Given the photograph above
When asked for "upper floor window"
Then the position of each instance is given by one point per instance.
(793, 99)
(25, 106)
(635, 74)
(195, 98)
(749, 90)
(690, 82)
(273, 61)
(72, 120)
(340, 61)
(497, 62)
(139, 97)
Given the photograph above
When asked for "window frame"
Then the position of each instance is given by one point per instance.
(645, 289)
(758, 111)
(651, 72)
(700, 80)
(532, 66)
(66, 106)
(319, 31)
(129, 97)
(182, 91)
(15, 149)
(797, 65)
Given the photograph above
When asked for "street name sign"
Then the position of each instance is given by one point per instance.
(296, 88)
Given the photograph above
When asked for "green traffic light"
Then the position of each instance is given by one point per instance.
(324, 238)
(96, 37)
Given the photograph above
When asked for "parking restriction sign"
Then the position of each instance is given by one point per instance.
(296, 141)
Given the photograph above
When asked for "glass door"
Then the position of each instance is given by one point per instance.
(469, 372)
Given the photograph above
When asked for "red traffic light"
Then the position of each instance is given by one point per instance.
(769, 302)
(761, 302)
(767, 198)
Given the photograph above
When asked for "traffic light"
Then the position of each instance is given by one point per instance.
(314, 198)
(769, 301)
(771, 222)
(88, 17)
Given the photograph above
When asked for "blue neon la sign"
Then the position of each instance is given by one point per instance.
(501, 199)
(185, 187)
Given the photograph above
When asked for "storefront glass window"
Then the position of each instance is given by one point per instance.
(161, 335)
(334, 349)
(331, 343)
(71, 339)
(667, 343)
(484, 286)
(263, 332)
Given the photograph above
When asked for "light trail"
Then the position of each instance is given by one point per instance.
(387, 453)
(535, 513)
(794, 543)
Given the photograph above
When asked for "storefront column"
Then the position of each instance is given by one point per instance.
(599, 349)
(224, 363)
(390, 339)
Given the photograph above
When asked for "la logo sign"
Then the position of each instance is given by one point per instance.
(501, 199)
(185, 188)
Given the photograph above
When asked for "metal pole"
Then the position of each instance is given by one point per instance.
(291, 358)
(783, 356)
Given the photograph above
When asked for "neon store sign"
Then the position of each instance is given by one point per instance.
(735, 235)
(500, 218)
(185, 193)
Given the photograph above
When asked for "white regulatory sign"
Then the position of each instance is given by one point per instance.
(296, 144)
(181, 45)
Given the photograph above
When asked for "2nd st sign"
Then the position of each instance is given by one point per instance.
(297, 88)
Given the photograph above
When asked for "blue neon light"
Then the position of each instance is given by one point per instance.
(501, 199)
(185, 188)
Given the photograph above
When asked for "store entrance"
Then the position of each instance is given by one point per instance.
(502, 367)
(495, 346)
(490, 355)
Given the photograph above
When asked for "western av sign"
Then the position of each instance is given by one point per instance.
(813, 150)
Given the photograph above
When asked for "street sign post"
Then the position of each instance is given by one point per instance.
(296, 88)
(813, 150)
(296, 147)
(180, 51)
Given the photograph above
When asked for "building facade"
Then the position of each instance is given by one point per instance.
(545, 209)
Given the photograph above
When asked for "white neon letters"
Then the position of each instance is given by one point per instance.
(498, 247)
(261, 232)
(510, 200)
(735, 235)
━━━━
Print the listing above in full, exactly as it is.

FINAL RESULT:
Given the photograph above
When asked for "upper floor window"
Then the position of each instance is given by one point per instance.
(793, 99)
(25, 106)
(635, 74)
(195, 98)
(749, 90)
(690, 82)
(273, 61)
(72, 120)
(340, 61)
(497, 62)
(139, 97)
Given the photograph above
When asked for "window frame"
Then the position of each instance is given by one point per instance.
(645, 289)
(758, 111)
(651, 72)
(700, 80)
(532, 66)
(66, 106)
(319, 31)
(129, 97)
(182, 91)
(15, 149)
(797, 65)
Given the photograph above
When asked for "street name sign"
Then the position of each instance is given by one point per instance.
(296, 88)
Given the photograph above
When asked for "green traffic light"
Then the position of each instance is given by one point per instance.
(324, 238)
(96, 37)
Given the photograph above
When asked for "parking restriction sign"
Then the position of each instance is given by one point per instance.
(296, 141)
Given the photograph above
When asked for "glass door"
Then the position of each instance is given by one point per instance.
(469, 372)
Given the photograph above
When asked for "red traffic light"
Then the position of each instance is given by one point per instance.
(769, 302)
(761, 302)
(767, 198)
Given the photograph above
When asked for "traffic light"
Then the position of each instance is given by one point per instance.
(314, 198)
(769, 301)
(771, 222)
(88, 17)
Given the photograph above
When asked for "blue neon la sign"
Then the position of each instance is given by one point per instance.
(501, 199)
(185, 187)
Given the photograph above
When asked for "storefront glass window"
Then the position of each instance is given by one point per instance.
(161, 335)
(334, 349)
(331, 343)
(71, 339)
(667, 343)
(484, 286)
(263, 332)
Given the photograph above
When asked for "light trail"
Then the position of each instance is given by one point per instance.
(387, 453)
(535, 513)
(794, 543)
Given the photograph above
When asked for "storefront column"
Then the position of each instance is given by one point per instance.
(599, 349)
(224, 363)
(390, 339)
Given the photograph above
When asked for "la logo sign"
Then the position of each instance is given by one point per instance.
(501, 199)
(185, 188)
Given the photograph above
When asked for "metal pole"
Then the position of each instance is given by one point per instance.
(291, 358)
(783, 356)
Given the photograph above
When asked for "neon store sign"
Then the position of each instance is given by one point per instance.
(735, 235)
(500, 218)
(185, 193)
Given the photograph above
When asked for "white regulatory sign"
Then the position of each instance is given by one point per instance.
(296, 144)
(181, 45)
Given the photograph above
When asked for "2nd st sign"
Then the position of each instance is given by one point per instance.
(297, 88)
Given the photograph above
When asked for "blue neon light"
Then the position of each instance is given by one point per instance.
(501, 199)
(185, 188)
Given the photograph above
When asked for "store entrance"
Then the position of each instance is given by one point per instance.
(502, 367)
(495, 346)
(490, 355)
Given the photograph above
When asked for "western av sign"
Then the position of each instance is given by one point per instance.
(813, 150)
Given the photograph above
When asked for "street sign post"
Then the position of each instance is given by one point per instance.
(296, 88)
(813, 150)
(296, 147)
(180, 51)
Given the photograph above
When asked for "building facade"
Then the position of each instance is given by one point per instance.
(545, 209)
Given the photograph above
When asked for "white neon letters"
Then the position of each instance is given by one point per instance.
(498, 247)
(261, 232)
(510, 200)
(735, 235)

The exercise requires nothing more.